Dataset records
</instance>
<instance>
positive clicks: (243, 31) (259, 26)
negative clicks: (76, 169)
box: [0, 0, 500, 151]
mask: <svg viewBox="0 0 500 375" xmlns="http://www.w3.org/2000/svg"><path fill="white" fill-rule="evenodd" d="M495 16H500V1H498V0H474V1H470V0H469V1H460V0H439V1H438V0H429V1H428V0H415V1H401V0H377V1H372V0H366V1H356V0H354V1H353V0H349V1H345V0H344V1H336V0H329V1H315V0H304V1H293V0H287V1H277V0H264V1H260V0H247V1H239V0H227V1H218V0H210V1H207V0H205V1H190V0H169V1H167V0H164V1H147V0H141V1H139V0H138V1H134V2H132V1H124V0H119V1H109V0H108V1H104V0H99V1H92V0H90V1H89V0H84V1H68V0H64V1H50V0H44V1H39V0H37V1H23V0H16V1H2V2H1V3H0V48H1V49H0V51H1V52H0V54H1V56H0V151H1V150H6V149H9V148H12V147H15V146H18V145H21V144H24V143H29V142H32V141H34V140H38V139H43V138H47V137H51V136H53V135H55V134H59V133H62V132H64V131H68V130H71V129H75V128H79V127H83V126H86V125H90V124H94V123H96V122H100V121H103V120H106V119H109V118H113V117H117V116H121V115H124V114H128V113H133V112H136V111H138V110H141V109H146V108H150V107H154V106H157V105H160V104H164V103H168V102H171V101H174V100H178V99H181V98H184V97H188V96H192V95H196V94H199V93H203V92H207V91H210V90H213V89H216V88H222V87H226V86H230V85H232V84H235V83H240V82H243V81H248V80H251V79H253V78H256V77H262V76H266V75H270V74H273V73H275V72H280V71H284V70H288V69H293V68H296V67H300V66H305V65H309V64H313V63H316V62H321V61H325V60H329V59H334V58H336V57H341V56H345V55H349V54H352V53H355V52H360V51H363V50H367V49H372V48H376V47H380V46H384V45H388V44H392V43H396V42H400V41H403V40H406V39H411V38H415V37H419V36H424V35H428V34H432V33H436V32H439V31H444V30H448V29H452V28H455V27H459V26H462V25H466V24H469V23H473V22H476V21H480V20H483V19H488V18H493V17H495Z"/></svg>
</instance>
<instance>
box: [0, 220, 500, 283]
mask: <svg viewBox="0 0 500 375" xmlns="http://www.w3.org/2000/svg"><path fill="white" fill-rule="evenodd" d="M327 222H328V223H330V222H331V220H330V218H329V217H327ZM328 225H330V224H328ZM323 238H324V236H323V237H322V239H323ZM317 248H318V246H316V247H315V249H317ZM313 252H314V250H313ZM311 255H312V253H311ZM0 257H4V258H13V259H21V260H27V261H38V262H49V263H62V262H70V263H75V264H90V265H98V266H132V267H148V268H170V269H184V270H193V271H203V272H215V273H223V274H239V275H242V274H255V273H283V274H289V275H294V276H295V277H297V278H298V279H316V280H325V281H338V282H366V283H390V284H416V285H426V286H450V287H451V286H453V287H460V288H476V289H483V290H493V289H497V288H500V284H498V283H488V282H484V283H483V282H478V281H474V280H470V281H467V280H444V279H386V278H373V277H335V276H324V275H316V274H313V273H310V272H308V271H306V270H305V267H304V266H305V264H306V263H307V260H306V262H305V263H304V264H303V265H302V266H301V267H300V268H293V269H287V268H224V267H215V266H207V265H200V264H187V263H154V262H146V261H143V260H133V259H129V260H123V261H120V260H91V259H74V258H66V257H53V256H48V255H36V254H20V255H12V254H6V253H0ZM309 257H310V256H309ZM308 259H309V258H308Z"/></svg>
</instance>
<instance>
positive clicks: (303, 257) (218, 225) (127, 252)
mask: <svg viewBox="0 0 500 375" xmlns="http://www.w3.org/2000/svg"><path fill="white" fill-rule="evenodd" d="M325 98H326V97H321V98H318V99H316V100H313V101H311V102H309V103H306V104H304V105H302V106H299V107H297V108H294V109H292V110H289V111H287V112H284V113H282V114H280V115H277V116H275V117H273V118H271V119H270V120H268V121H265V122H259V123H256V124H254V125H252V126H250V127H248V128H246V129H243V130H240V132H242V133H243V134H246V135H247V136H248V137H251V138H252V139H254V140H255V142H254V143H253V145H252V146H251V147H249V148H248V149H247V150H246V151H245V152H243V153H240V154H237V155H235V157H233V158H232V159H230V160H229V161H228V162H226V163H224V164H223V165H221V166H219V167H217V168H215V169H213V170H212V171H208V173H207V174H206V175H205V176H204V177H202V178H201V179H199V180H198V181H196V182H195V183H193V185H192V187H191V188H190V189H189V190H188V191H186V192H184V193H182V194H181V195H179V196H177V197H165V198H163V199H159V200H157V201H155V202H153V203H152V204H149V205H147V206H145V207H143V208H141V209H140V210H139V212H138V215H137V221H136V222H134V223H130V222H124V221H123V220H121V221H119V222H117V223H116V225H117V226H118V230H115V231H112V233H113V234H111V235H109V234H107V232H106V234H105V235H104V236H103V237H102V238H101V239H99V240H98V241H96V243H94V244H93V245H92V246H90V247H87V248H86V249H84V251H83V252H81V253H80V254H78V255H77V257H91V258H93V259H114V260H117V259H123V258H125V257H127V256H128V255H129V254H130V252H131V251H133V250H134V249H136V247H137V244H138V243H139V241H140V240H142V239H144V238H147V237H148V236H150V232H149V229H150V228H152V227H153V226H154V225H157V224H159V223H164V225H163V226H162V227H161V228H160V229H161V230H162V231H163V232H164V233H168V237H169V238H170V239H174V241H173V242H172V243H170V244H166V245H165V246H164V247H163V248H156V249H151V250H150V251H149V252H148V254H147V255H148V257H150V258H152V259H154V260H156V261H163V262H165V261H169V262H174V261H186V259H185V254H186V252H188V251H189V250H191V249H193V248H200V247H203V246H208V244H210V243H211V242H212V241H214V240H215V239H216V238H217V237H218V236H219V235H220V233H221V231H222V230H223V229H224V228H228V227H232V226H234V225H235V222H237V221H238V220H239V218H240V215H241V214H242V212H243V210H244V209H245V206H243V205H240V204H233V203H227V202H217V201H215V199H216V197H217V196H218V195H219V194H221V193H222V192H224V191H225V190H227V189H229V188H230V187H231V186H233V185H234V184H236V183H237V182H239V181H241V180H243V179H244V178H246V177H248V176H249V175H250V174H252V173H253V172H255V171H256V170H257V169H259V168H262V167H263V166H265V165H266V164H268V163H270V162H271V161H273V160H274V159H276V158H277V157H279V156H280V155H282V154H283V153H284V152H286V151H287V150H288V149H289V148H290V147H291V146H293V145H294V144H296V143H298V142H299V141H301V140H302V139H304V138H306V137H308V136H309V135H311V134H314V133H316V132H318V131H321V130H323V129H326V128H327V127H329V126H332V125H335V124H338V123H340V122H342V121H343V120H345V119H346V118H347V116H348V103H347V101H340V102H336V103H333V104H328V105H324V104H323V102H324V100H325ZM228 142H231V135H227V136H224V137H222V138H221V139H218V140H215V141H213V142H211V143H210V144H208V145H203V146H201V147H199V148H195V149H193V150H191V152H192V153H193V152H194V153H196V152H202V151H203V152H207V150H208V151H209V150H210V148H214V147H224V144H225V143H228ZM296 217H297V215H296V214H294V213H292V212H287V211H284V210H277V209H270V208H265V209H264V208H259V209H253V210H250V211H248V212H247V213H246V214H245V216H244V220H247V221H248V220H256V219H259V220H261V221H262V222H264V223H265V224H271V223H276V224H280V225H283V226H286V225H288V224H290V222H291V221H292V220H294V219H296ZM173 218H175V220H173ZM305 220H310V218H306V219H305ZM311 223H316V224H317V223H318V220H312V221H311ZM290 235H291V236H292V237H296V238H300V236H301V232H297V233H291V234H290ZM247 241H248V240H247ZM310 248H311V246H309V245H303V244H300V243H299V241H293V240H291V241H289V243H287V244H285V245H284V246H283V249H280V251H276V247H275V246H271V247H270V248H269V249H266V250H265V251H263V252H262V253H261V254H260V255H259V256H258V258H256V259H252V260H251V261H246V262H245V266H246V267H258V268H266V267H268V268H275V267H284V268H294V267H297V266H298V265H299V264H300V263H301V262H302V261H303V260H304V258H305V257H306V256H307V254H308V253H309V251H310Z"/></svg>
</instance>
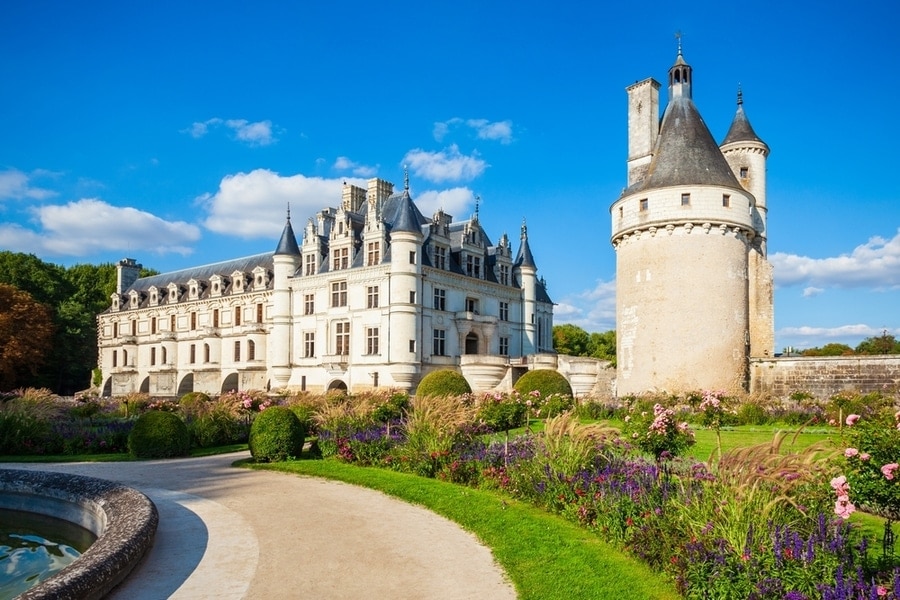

◆ **WORK REQUEST**
Copy every line of the data where "clicks" is found.

◆ **EXERCISE SOLUTION**
positive clicks: (243, 31) (259, 26)
negative clicks: (76, 169)
positive clicks: (303, 257) (218, 225) (127, 252)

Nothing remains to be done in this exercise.